Task directions: From the Sea Dancer trip report, extract the passage that begins with the words "Eric has horrible" and ends after "the Bahamas chain.".

Sea Dancer Trip ReportMay 13-20, 2000
Last November I spent a week aboard the Cayman Aggressor IV and was totally hooked on live-aboard diving. My brother, Eric, was pretty jealous when he heard that I was going on the trip; he was even more jealous when I came back from the trip. We figured the best solution was to sign up for another trip ASAP!
As much as I loved the Aggressor, Peter Hughes has great offer -- $500 off your first charter and free nitrox (2000 only). After reading lots of trip reports on RSD's Diver-to-Diver we settled on the Turks and Caicos.
By accident, we've created a small tradition of planning dive trips coinciding with birthdays. This trip was no exception, with Eric's birthday falling in the middle of the week. As an added bonus, two other RSD Diver-to-Diver members, Ellen (aka Sleeveless Beauty) and Beverly would be aboard.
A few days before our trip I got a distressing email message from the Peter Hughes staff. The primary generator aboard the Sea Dancer had died and could not be repaired. A replacement had been ordered but would not arrive in time for our trip (guess it was too big for FedEx). As a result, they were not sure the secondary generator would produce enough power to create nitrox with. Ack! A week of diving without Nitrox?
Eric has horrible Airline Karma and I was concerned since we both only had about an hour to change terminals and make our Miami to Providenciales connection. American Airlines runs two 727's per day from Miami to Providenciales. If either of us missed the plane, we'd be swimming to catch the boat since the next plane wouldn't leave until the next morning. Plus we were on the last flight of the day into Providenciales. But who was waiting for me in Miami? My brother, with luggage, no less. Looking around the airport lobby, we picked out a few obvious divers... and the over zealous mother bringing 32 people with her for her daughter's wedding.
Ok, so where are the Turks & Caicos? They're at the south-eastern end of the Bahamas chain.
Upon arriving in Providenciales, we were greeted by two members of the Peter Hughes crew. About half of the passengers were on our flight, with the remainder having come in on the other flight. After clearing the perfunctory customs and immigrations, we pilled ourselves and our gear into a van for the short trip to the Sea Dancer.
At the Sea Dancer, we met the rest of the crew. We were there during a crew overlap period, with two of the crew getting ready to leave and their replacements aboard for training. The overlap meant that we had eight crew instead of the standard six (soon to be seven) on the Sea Dancer. Ian (British) had recently been promoted to captain. Previously, Ian had been the 1st Mate/Engineer aboard both the Sea Dancer and the Turks & Caicos Aggressor. Dave (South African) was the photo pro and was training Hew (British). Jill (South African) was the hostess and was training her replacement, Flo (American). First Mate/Engineer Paul (South African), stewardess Iris (Dominican) and chef Stan (Turks Islander) rounded out the crew. Stan has worked aboard the Sea Dancer an amazing 13 years!
A cold beer made for a nice start to the trip. After meeting our fellow passengers, dinner was served. Stan the chef can cook! All of our meals were first rate. Being the growing boy that I am, I was asking for seconds from the first meal onward. At first I got a strange look, but by the end of the week everyone got used to me putting away extra portions of food.

Data lines:

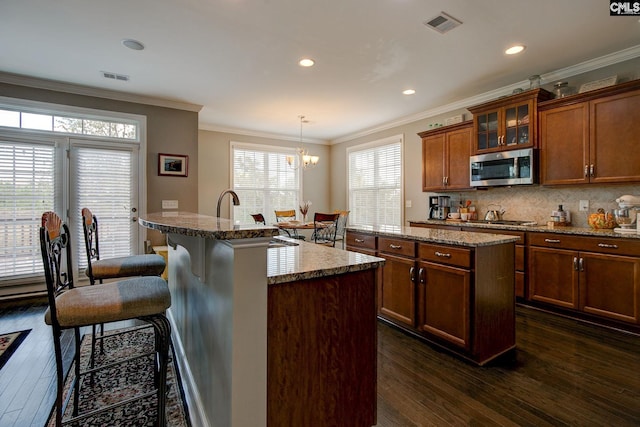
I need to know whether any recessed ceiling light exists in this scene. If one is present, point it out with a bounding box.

Exercise response:
Eric has horrible Airline Karma and I was concerned since we both only had about an hour to change terminals and make our Miami to Providenciales connection. American Airlines runs two 727's per day from Miami to Providenciales. If either of us missed the plane, we'd be swimming to catch the boat since the next plane wouldn't leave until the next morning. Plus we were on the last flight of the day into Providenciales. But who was waiting for me in Miami? My brother, with luggage, no less. Looking around the airport lobby, we picked out a few obvious divers... and the over zealous mother bringing 32 people with her for her daughter's wedding.
Ok, so where are the Turks & Caicos? They're at the south-eastern end of the Bahamas chain.